Data listing:
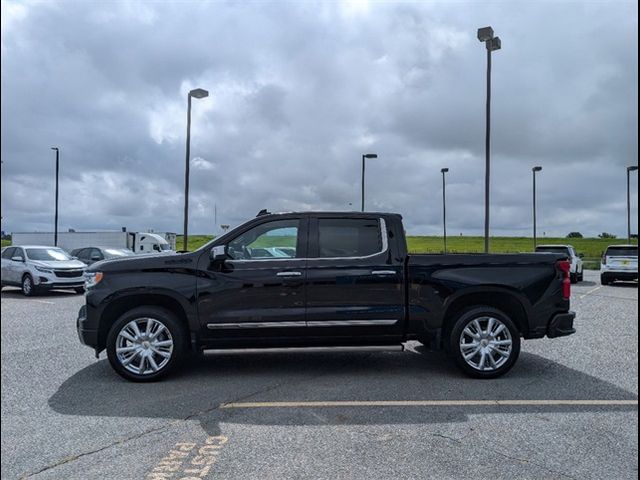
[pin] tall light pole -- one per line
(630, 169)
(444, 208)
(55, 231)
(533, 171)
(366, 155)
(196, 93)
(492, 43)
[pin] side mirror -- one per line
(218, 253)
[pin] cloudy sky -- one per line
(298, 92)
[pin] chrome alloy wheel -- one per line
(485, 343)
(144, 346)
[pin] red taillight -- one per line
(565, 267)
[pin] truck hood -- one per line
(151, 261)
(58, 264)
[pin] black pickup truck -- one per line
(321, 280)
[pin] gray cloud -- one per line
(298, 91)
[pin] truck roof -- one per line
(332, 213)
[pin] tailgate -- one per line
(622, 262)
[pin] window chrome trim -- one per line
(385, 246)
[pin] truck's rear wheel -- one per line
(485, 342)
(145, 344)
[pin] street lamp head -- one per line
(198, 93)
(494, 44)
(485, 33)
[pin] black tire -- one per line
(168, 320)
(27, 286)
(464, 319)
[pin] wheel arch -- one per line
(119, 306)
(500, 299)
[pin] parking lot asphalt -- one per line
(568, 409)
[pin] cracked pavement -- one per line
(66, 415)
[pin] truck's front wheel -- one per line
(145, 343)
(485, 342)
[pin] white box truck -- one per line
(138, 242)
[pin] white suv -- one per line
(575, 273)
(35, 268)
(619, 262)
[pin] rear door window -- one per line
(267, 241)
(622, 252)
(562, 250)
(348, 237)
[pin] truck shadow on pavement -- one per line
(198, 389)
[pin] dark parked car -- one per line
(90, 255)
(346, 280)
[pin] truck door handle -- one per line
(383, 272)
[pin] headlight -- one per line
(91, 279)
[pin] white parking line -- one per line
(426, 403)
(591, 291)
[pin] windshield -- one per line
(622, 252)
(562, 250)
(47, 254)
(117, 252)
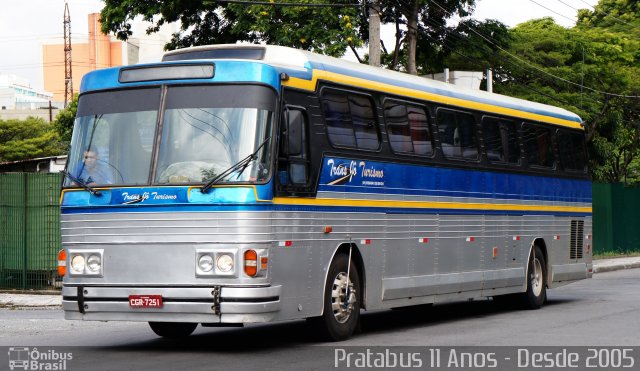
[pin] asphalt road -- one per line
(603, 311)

The exercise: The records above are to be reproduced exactly; the pictures are to be left out.

Complete output:
[pin] tall light pole -- one per line
(630, 169)
(444, 208)
(55, 231)
(533, 171)
(366, 155)
(196, 93)
(492, 43)
[pin] side mirror -- one per line
(218, 253)
[pin] cloudy sky -- one per line
(298, 92)
[pin] chrome alloy wheel -- one per line
(485, 343)
(144, 346)
[pin] red taillight -- one per line
(565, 267)
[pin] truck hood -- one per line
(151, 261)
(58, 264)
[pin] black pickup truck -- one per line
(321, 280)
[pin] gray cloud -- one per line
(298, 91)
[pin] truck roof -- one per line
(332, 213)
[pin] tailgate -- one per line
(622, 262)
[pin] window chrome trim -- one per line
(385, 246)
[pin] truck's rear wheel -- one per line
(485, 342)
(145, 344)
[pin] street lamp head -- one per line
(198, 93)
(494, 44)
(485, 33)
[pin] black tire -- one per line
(168, 320)
(27, 286)
(464, 319)
[pin] wheel arch -- one per line
(119, 306)
(500, 299)
[pin] parking lot asphalt -- one per line
(568, 409)
[pin] cracked pavement -- one per line
(66, 415)
[pin] truck's front wheel -- one per line
(145, 343)
(485, 342)
[pin] white box truck -- one per line
(138, 242)
[pin] white suv -- one per line
(575, 273)
(35, 268)
(619, 262)
[pin] rear door window -- one per line
(267, 241)
(622, 252)
(562, 250)
(348, 237)
[pin] truck shadow on pavement -- one per line
(198, 389)
[pin] dark parked car -- one per line
(90, 255)
(346, 280)
[pin] truck door handle -- one per line
(383, 272)
[pin] headlight -- one per line
(91, 279)
[pin] white parking line -- one per line
(426, 403)
(591, 291)
[pin] windshield -- one per line
(622, 252)
(562, 250)
(47, 254)
(117, 252)
[pin] asphalt road -- one per line
(603, 311)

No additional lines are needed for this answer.